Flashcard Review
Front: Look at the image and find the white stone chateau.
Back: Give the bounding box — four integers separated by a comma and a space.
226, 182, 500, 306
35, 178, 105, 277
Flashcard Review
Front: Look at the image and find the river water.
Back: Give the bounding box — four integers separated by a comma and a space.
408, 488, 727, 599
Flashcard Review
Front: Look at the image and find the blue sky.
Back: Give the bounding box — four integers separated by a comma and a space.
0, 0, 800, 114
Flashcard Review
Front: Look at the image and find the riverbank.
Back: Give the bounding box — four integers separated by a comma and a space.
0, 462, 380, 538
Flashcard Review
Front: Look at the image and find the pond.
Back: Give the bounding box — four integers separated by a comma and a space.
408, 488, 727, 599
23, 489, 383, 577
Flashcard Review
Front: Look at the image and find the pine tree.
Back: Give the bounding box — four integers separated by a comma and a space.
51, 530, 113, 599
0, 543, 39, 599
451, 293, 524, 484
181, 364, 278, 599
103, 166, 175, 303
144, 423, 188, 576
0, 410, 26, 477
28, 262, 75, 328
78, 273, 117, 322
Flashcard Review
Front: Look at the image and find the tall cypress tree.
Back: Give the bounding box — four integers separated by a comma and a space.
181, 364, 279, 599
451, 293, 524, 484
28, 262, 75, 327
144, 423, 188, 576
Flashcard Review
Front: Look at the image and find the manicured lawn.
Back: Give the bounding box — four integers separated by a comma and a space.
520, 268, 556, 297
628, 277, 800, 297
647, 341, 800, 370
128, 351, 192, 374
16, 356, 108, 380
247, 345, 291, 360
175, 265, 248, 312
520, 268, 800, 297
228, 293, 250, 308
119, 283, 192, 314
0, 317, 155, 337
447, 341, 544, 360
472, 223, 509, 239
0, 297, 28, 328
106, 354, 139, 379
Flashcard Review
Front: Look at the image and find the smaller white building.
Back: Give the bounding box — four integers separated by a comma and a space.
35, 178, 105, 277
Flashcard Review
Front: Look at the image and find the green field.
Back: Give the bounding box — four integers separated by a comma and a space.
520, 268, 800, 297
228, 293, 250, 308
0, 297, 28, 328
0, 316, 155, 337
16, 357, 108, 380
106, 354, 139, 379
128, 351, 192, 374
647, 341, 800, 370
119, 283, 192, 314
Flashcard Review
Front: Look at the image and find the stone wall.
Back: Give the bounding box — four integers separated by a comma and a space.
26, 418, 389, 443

_What you should do_
Return all of the data above verbatim, line by line and in its original order.

_Output for this task_
Flashcard Review
Front: Look at the image and find the white stone chateau.
Back: Give the bounding box — four integers separated by a comma and a space.
226, 182, 500, 306
35, 178, 105, 277
Flashcard Review
Front: Look at the image and find the river water.
Back: Give the bounding box — four integers separated by a comma and a space.
408, 488, 727, 599
Flashcard Review
Front: Look at the image and find the blue sky.
Back: Give the bounding box — four integers separated by a comma and a space.
0, 0, 800, 114
Flashcard Review
Front: Look at the image and find the riverbank.
Back: Give the bounding box — four integers separated by a comma and a space.
0, 462, 380, 538
Flashcard Review
Front: Look at the image and find the pond.
Back: Give the bounding box — four integers separated by a comma and a space.
408, 488, 727, 599
23, 489, 383, 577
Flashcard Review
Front: Look at the image and find the pine tree.
Back: Give the bounding box — four integers separated by a comma and a space.
51, 530, 113, 599
0, 543, 39, 599
451, 293, 524, 484
181, 364, 278, 599
103, 166, 175, 303
144, 423, 188, 576
0, 410, 26, 477
28, 262, 75, 328
78, 273, 117, 322
Flashcard Review
Front: Look at the image and find the tall cypress tree.
Back: Give the bounding box — four integers separated by a comma and a space.
181, 364, 279, 599
451, 293, 524, 484
28, 262, 75, 327
144, 423, 188, 576
Flashcard Review
Front: Look at the image and find the manicured lawn.
Back: Give the bounding box — four integers separated by a comma and a space.
520, 268, 556, 297
628, 277, 800, 297
647, 341, 800, 370
128, 351, 192, 374
16, 356, 108, 380
247, 345, 291, 360
175, 265, 248, 312
520, 268, 800, 297
228, 293, 250, 308
119, 283, 192, 314
0, 317, 155, 337
447, 341, 544, 360
472, 223, 509, 239
0, 297, 28, 328
106, 354, 139, 379
Flashcard Review
Front: Look at the image and find the smaller white building.
Back: Give the bounding box — four integers separated by a comma and a space.
35, 178, 105, 277
Flashcard Review
Front: Look at the image and find the green field.
Back: Give the bounding box — four integers separated by a comma and a space.
520, 268, 800, 297
228, 293, 250, 308
0, 297, 28, 328
0, 316, 155, 337
16, 357, 108, 380
106, 354, 139, 379
128, 351, 192, 374
647, 341, 800, 370
119, 283, 192, 314
Flashcard Review
Front: Look at the image and find the stone wall.
Back: Give the bounding box — four integers separated by a comma and a space.
26, 418, 389, 443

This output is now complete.